* What to work on *
Below is a block of records; repeat each one exactly.

────────

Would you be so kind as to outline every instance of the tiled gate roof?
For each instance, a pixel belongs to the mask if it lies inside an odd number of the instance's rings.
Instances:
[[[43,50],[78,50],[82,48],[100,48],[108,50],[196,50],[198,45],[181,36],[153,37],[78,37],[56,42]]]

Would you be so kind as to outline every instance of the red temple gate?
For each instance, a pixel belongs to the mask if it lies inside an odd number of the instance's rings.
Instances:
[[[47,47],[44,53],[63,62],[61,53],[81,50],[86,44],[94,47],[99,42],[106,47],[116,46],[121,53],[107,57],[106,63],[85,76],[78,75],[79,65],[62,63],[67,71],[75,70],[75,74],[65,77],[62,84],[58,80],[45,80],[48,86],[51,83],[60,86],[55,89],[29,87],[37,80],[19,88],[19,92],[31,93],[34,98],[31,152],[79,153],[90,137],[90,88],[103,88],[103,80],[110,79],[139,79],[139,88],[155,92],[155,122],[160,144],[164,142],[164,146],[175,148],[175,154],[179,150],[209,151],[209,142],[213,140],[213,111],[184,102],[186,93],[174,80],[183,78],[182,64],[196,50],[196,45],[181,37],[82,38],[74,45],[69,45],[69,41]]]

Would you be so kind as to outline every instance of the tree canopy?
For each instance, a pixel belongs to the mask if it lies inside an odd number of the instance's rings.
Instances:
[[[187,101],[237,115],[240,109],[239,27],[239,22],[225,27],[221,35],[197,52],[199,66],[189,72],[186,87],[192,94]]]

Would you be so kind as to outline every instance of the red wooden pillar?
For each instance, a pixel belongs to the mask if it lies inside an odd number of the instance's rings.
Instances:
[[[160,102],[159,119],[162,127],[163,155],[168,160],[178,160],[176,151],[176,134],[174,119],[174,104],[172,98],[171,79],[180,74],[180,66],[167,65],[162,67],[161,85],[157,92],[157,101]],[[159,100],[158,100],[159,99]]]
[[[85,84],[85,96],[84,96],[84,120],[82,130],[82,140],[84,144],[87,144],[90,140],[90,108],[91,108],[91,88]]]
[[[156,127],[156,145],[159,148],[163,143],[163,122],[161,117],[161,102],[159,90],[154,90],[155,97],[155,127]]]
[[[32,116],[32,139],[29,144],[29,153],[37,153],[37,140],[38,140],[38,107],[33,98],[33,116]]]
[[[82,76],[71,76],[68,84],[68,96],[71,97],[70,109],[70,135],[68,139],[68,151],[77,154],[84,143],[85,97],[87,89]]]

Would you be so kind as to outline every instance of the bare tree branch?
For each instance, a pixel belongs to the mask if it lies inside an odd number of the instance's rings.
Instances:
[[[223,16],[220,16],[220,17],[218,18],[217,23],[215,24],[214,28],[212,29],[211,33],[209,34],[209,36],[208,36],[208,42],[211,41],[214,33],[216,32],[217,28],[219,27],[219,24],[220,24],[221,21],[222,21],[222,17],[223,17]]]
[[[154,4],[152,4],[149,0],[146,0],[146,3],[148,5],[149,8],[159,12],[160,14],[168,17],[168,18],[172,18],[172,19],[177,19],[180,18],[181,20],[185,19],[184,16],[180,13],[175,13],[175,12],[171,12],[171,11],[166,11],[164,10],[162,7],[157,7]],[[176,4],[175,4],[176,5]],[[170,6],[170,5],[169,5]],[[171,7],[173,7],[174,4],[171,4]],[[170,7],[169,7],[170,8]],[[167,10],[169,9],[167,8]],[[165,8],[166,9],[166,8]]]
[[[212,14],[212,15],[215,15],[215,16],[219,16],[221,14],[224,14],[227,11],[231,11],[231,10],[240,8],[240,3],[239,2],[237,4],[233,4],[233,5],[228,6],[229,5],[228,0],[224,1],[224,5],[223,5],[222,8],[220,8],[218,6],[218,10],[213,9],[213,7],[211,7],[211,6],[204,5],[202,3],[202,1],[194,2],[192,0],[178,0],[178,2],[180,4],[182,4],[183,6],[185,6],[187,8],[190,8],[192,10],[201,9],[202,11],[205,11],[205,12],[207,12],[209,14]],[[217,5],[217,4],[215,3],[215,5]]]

────────

* Solution to this exercise *
Would you be so kind as to outline every instance of the tiled gate roof?
For each instance, a pixel belongs to the mask if it lies inside an odd number of the instance's rings.
Instances:
[[[43,50],[78,50],[82,48],[100,48],[108,50],[196,50],[198,45],[181,36],[153,37],[78,37],[56,42]]]

Would you be so kind as to outline every instance of the red temple gate?
For each instance, a pixel belongs to the mask if it lies inside an odd number of the instance's rings.
Instances:
[[[47,47],[44,53],[63,62],[61,53],[81,50],[86,44],[94,47],[99,42],[106,47],[116,46],[121,53],[107,57],[106,63],[85,76],[78,75],[79,65],[62,63],[67,71],[75,70],[75,74],[65,77],[62,84],[58,80],[45,80],[48,86],[51,83],[60,86],[55,89],[29,87],[37,80],[19,88],[19,92],[31,93],[34,98],[31,152],[79,153],[90,137],[90,88],[103,88],[103,80],[110,79],[139,79],[139,88],[155,92],[155,122],[160,144],[164,142],[164,146],[175,148],[175,154],[179,150],[209,151],[209,142],[213,140],[213,111],[184,102],[186,93],[174,80],[183,78],[182,64],[196,50],[196,45],[181,37],[82,38],[74,45],[69,45],[69,41]]]

Would you be so kind as to outline every instance of the tree canopy?
For each instance, a pixel belongs to the mask if it lies inside an odd number of the instance's rings.
Instances:
[[[187,101],[237,115],[240,109],[239,27],[239,22],[225,27],[221,35],[197,52],[199,66],[189,72],[186,87],[192,94]]]

Would you be so kind as to outline every instance of the red wooden pillar?
For each instance, a pixel belongs to the mask if it lies inside an odd number of the instance's rings.
Instances:
[[[160,102],[159,119],[162,127],[163,155],[168,160],[178,160],[176,151],[176,134],[174,119],[174,104],[172,98],[171,79],[180,74],[180,66],[167,65],[162,67],[161,85],[157,92],[157,101]],[[159,100],[158,100],[159,99]]]
[[[85,84],[85,96],[84,96],[84,120],[82,130],[82,140],[84,144],[87,144],[90,140],[90,108],[91,108],[91,88]]]
[[[156,127],[156,145],[159,148],[163,143],[163,122],[161,117],[161,102],[159,90],[154,90],[155,97],[155,127]]]
[[[32,116],[32,139],[29,144],[29,153],[37,153],[37,140],[38,140],[38,107],[33,98],[33,116]]]
[[[82,76],[71,76],[68,84],[68,96],[71,97],[70,109],[70,135],[68,139],[68,151],[77,154],[84,143],[85,97],[87,89]]]

Would you be so kind as to outline every instance of the bare tree branch?
For each instance, a pixel belongs to the mask if it lies inside an odd number of the instance's rings.
Instances:
[[[223,16],[220,16],[220,17],[218,18],[217,23],[215,24],[214,28],[212,29],[211,33],[209,34],[209,36],[208,36],[208,42],[211,41],[214,33],[216,32],[217,28],[219,27],[219,24],[220,24],[221,21],[222,21],[222,17],[223,17]]]
[[[154,4],[152,4],[149,0],[146,0],[146,3],[148,5],[149,8],[159,12],[160,14],[168,17],[168,18],[172,18],[172,19],[177,19],[180,18],[181,20],[185,19],[184,16],[180,13],[175,13],[175,12],[171,12],[171,11],[166,11],[164,10],[162,7],[157,7]],[[176,4],[175,4],[176,5]],[[170,6],[170,5],[169,5]],[[171,7],[173,7],[174,4],[171,4]],[[170,7],[169,7],[170,8]],[[167,10],[169,9],[167,8]],[[165,8],[166,9],[166,8]]]
[[[212,14],[212,15],[215,15],[215,16],[219,16],[221,14],[224,14],[227,11],[231,11],[231,10],[240,8],[240,3],[239,2],[237,4],[233,4],[233,5],[228,6],[229,5],[228,0],[224,1],[224,5],[223,5],[222,8],[220,8],[218,6],[218,10],[213,9],[213,7],[211,7],[211,6],[204,5],[202,3],[202,1],[194,2],[192,0],[178,0],[178,2],[180,4],[182,4],[183,6],[185,6],[187,8],[190,8],[192,10],[201,9],[202,11],[205,11],[205,12],[207,12],[209,14]],[[217,5],[217,4],[215,3],[215,5]]]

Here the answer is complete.